Task directions: Exactly the lines from the one with "[mark] chrome grille" through the end of the data below must be set down, and no pictures with them.

Photo-based referring expression data:
______

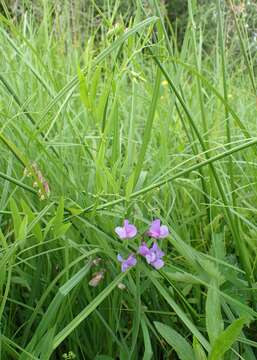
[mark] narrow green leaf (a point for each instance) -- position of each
(226, 339)
(177, 341)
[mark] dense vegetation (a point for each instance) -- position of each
(110, 112)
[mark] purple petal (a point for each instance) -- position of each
(157, 250)
(164, 231)
(124, 266)
(131, 260)
(158, 264)
(121, 232)
(151, 257)
(120, 258)
(143, 249)
(131, 230)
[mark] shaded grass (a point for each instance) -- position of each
(127, 125)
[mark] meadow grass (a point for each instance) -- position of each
(122, 121)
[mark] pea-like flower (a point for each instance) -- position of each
(128, 230)
(157, 230)
(127, 263)
(153, 255)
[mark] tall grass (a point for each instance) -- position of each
(124, 122)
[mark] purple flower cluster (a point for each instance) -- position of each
(152, 254)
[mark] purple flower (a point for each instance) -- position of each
(153, 255)
(127, 263)
(157, 230)
(128, 230)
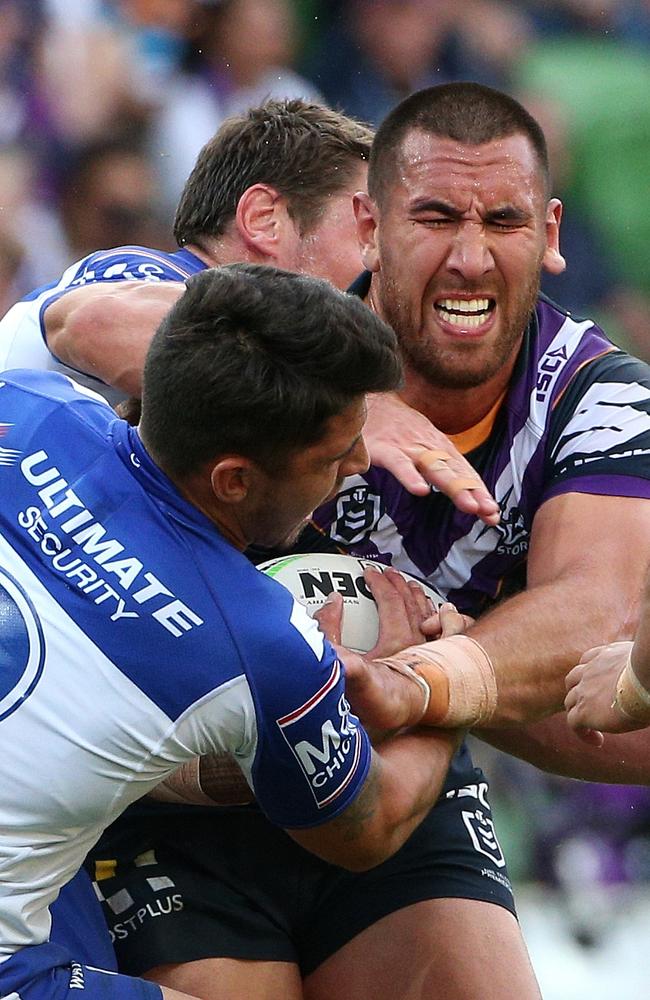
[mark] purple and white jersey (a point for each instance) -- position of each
(133, 637)
(576, 419)
(22, 329)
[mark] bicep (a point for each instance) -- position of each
(601, 542)
(553, 747)
(104, 329)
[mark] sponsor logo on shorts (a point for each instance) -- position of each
(330, 759)
(483, 835)
(478, 822)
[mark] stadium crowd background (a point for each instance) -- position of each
(104, 105)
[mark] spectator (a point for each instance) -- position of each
(245, 55)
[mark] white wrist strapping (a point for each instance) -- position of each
(632, 698)
(460, 677)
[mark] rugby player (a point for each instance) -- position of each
(274, 186)
(135, 633)
(457, 225)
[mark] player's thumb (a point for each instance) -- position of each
(330, 617)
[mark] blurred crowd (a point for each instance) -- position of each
(104, 105)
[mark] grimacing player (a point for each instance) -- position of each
(129, 646)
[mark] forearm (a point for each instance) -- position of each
(534, 638)
(105, 329)
(407, 775)
(511, 665)
(640, 657)
(553, 747)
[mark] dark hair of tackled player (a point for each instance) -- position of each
(306, 152)
(255, 361)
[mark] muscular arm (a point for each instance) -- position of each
(586, 567)
(420, 456)
(405, 779)
(104, 329)
(552, 746)
(609, 689)
(587, 564)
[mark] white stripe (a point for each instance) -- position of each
(456, 569)
(607, 405)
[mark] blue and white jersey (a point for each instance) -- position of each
(575, 419)
(22, 329)
(133, 637)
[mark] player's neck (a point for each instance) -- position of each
(454, 410)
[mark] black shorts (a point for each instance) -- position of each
(234, 886)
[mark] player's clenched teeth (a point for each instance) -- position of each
(468, 313)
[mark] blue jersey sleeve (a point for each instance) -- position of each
(313, 754)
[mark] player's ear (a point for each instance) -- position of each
(553, 261)
(231, 479)
(365, 212)
(259, 219)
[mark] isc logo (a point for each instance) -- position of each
(320, 583)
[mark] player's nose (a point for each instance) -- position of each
(469, 253)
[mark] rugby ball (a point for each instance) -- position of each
(311, 577)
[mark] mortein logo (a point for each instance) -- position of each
(327, 749)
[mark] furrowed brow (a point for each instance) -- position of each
(422, 205)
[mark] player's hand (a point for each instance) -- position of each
(407, 615)
(591, 690)
(447, 620)
(383, 699)
(420, 456)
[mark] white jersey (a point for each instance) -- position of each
(132, 638)
(22, 330)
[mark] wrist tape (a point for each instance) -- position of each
(632, 699)
(460, 677)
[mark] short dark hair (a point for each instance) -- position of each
(305, 151)
(466, 112)
(255, 360)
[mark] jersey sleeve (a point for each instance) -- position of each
(121, 264)
(312, 753)
(599, 439)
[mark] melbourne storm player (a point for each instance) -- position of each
(456, 229)
(128, 638)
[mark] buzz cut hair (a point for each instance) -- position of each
(305, 151)
(466, 112)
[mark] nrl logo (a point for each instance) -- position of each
(357, 514)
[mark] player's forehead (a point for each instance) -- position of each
(504, 170)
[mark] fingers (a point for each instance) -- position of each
(450, 473)
(330, 618)
(402, 467)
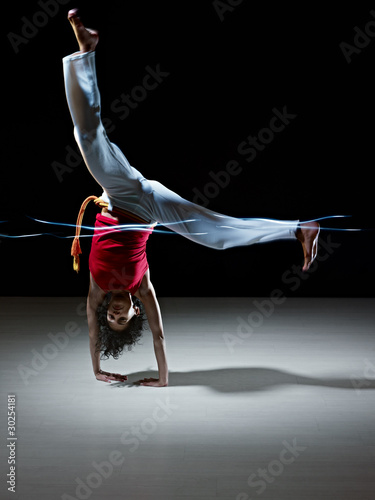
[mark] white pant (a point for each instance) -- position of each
(126, 188)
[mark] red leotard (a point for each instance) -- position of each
(118, 258)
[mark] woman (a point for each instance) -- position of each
(119, 273)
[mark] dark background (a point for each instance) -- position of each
(225, 77)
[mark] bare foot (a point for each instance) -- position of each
(87, 39)
(308, 234)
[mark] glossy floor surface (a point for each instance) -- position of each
(268, 400)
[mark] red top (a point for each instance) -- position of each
(118, 258)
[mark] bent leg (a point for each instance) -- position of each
(212, 229)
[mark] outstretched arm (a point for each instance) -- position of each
(148, 296)
(94, 299)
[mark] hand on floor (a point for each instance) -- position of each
(107, 377)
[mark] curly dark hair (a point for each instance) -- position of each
(111, 343)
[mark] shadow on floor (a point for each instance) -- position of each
(249, 380)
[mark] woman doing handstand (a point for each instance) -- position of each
(120, 288)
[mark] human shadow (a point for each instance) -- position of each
(249, 379)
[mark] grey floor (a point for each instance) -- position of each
(267, 402)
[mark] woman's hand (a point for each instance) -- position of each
(152, 382)
(107, 377)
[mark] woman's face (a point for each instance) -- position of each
(120, 310)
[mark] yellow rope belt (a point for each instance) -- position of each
(76, 247)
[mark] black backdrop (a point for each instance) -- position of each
(224, 71)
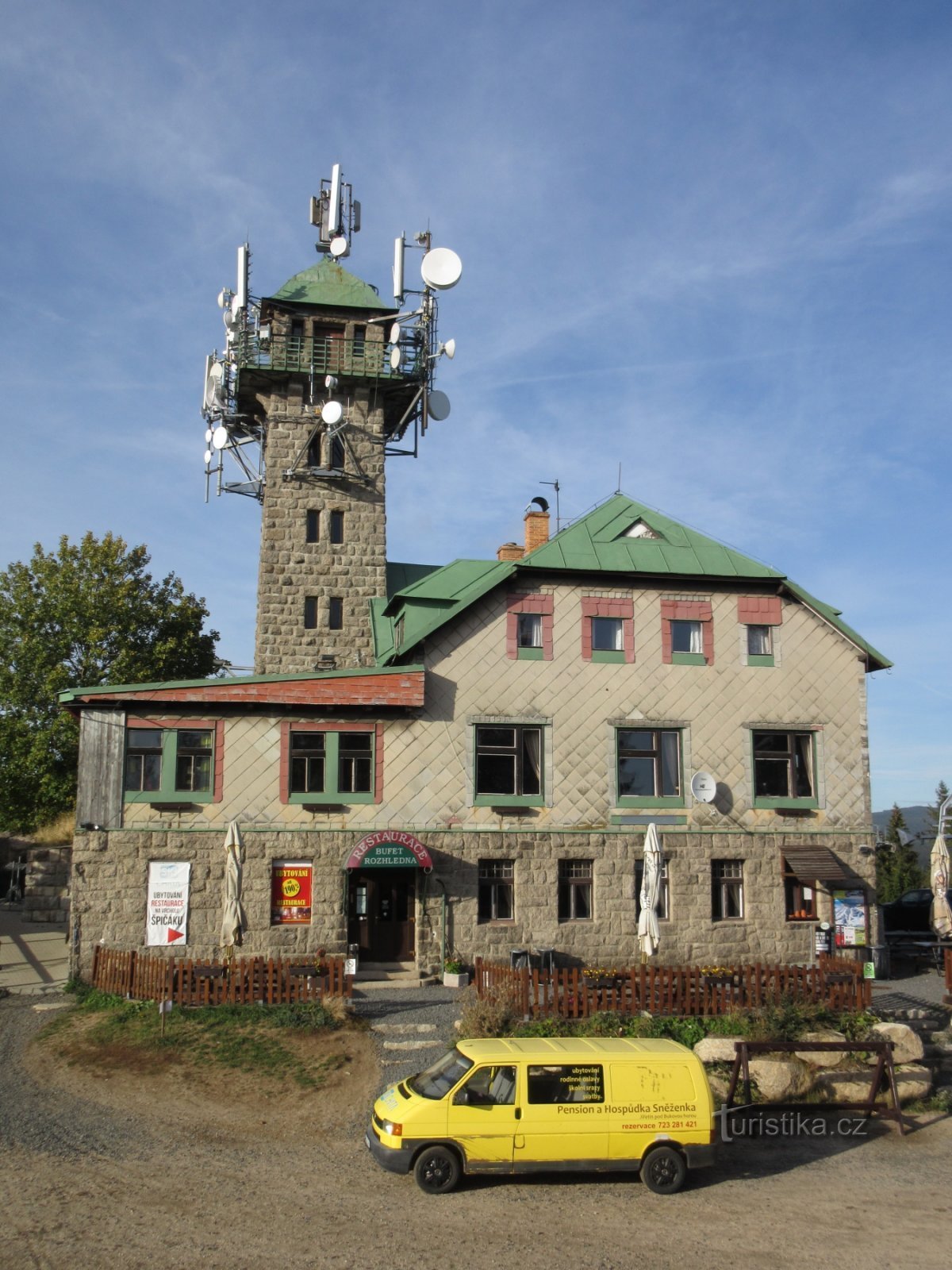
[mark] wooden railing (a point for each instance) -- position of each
(666, 990)
(243, 981)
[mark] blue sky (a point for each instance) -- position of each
(706, 243)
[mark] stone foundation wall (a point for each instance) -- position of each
(111, 874)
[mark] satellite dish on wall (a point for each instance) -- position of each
(437, 406)
(441, 268)
(704, 787)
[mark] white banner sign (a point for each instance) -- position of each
(167, 906)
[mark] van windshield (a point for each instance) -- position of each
(440, 1077)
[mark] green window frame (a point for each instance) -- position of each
(649, 757)
(508, 765)
(785, 760)
(169, 765)
(332, 766)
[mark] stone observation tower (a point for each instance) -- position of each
(317, 384)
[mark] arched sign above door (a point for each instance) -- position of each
(390, 849)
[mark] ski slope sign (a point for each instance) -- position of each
(167, 905)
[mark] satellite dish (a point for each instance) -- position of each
(437, 406)
(441, 268)
(704, 787)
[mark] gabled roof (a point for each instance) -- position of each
(329, 285)
(620, 537)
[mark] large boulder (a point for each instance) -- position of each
(907, 1045)
(823, 1058)
(716, 1049)
(781, 1079)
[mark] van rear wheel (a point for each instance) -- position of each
(437, 1170)
(663, 1170)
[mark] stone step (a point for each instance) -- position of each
(404, 1028)
(412, 1045)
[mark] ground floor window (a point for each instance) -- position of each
(727, 889)
(495, 891)
(575, 889)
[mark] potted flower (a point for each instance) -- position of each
(454, 973)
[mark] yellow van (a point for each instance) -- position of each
(527, 1105)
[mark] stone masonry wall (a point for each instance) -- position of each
(292, 569)
(111, 874)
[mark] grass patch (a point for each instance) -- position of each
(111, 1033)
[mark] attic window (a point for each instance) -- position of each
(640, 530)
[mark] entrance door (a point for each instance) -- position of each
(381, 914)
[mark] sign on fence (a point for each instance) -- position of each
(167, 902)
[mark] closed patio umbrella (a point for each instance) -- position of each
(232, 924)
(649, 933)
(939, 873)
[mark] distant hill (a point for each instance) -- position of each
(917, 823)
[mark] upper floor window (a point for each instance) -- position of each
(607, 629)
(171, 764)
(528, 633)
(687, 633)
(508, 765)
(649, 766)
(759, 616)
(784, 768)
(329, 764)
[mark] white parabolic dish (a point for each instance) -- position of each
(437, 406)
(441, 268)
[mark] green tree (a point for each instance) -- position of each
(898, 868)
(80, 616)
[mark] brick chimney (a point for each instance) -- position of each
(536, 530)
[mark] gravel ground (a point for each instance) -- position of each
(130, 1172)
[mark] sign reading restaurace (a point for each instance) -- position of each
(167, 903)
(389, 849)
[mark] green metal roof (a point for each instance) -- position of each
(597, 543)
(327, 283)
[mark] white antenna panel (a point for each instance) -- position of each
(334, 210)
(399, 271)
(441, 268)
(241, 292)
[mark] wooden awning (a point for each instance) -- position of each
(816, 864)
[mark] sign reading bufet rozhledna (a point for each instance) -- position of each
(167, 903)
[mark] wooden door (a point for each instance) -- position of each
(381, 918)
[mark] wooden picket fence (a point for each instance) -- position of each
(674, 990)
(241, 981)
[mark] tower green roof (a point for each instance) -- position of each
(329, 285)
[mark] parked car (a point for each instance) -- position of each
(911, 914)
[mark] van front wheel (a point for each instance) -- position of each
(663, 1170)
(437, 1170)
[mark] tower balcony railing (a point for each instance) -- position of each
(325, 356)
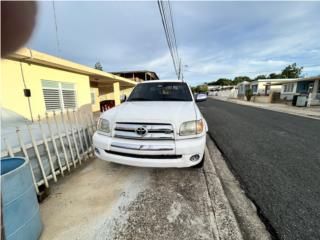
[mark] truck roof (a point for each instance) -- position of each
(156, 81)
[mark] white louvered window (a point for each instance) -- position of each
(68, 95)
(58, 95)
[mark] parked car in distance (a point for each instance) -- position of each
(159, 125)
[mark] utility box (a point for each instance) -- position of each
(301, 101)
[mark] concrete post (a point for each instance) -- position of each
(116, 93)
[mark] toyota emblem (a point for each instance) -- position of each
(141, 131)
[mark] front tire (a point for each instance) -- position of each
(200, 164)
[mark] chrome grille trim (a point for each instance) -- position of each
(155, 131)
(142, 147)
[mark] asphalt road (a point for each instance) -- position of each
(276, 157)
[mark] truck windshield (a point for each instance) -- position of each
(163, 91)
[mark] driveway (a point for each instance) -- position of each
(277, 159)
(102, 200)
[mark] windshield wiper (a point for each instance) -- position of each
(139, 99)
(172, 99)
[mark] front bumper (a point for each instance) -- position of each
(149, 153)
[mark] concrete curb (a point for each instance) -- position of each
(310, 115)
(243, 210)
(226, 226)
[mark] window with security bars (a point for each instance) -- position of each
(58, 95)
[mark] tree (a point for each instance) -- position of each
(221, 82)
(274, 76)
(202, 88)
(98, 66)
(240, 79)
(291, 71)
(260, 77)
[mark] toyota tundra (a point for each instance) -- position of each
(159, 125)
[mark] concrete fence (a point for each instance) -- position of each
(54, 145)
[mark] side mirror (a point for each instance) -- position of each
(201, 97)
(123, 98)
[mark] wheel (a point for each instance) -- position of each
(200, 164)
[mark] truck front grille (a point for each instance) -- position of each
(144, 131)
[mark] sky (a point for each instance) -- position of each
(215, 39)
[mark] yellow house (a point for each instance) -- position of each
(34, 83)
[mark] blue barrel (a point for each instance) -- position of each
(21, 216)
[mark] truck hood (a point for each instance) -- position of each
(154, 112)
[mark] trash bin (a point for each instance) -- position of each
(294, 100)
(301, 101)
(20, 208)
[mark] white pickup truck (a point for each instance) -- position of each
(159, 125)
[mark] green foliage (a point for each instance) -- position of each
(201, 88)
(98, 66)
(274, 76)
(249, 94)
(240, 79)
(260, 77)
(291, 71)
(221, 82)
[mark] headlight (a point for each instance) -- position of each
(191, 127)
(103, 125)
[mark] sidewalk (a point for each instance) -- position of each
(312, 112)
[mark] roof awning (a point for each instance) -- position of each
(101, 77)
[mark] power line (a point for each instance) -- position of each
(56, 27)
(168, 26)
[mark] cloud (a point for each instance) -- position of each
(215, 39)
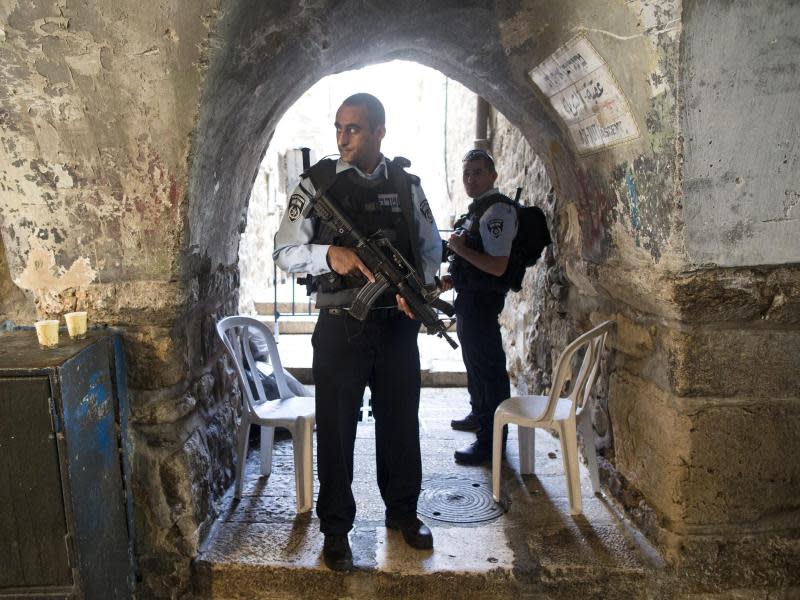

______

Response area:
[mark] chrome grille trim (a point for each instance) -- position of each
(155, 131)
(142, 147)
[mark] asphalt road (a point for each instance) -- position of each
(276, 157)
[mark] truck windshield (a point for each instance) -- position of each
(163, 91)
[mark] driveway (a point for each instance) -- position of each
(277, 159)
(102, 200)
[mark] windshield wiper (a point for each instance) -- position of each
(139, 99)
(172, 99)
[mark] front bumper (a point for each instance) -- position of each
(149, 153)
[mark] concrete curb (a point for each instance) -- position of each
(310, 115)
(243, 210)
(226, 226)
[mark] window with security bars (a point for each instance) -- position of each
(58, 95)
[mark] tree (a point for each instance) -- position of each
(221, 82)
(274, 76)
(202, 88)
(98, 66)
(240, 79)
(291, 71)
(260, 77)
[mark] toyota tundra (a point for each instance) -- position of each
(159, 125)
[mark] concrete fence (a point for each instance) -- position of each
(54, 145)
[mark] side mirror (a point for each instance) -- position of each
(201, 97)
(123, 98)
[mark] wheel (a point for each instance) -- position of each
(200, 164)
[mark] truck front grille (a point for each instance) -- position of each
(144, 131)
[mark] sky (a point for each instance) -- position of each
(215, 39)
[mark] yellow house (a point for each instance) -- position of each
(34, 83)
[mark] blue barrel (a point for each instance) -- position of each
(21, 216)
[mark] truck hood (a point for each instance) -- position of each
(154, 112)
[mark] trash bin (a point for each instance) -- position of each
(294, 100)
(301, 101)
(20, 208)
[mark] white pickup truck (a point for each instance) -- position of each
(159, 125)
[mark] green foliage (a point for each instance) -- position of each
(201, 88)
(98, 66)
(274, 76)
(249, 94)
(240, 79)
(260, 77)
(291, 71)
(221, 82)
[mark] headlight (a point for each instance) -- position of each
(191, 127)
(103, 125)
[mark] sidewalk (a point for each instance) -- position of each
(312, 112)
[mark] roof awning (a point for each instance) -- position of each
(101, 77)
[mark] power line (a point for each instance) -- position of each
(56, 27)
(168, 26)
[mark] cloud (a point for each instance) -- position of each
(215, 39)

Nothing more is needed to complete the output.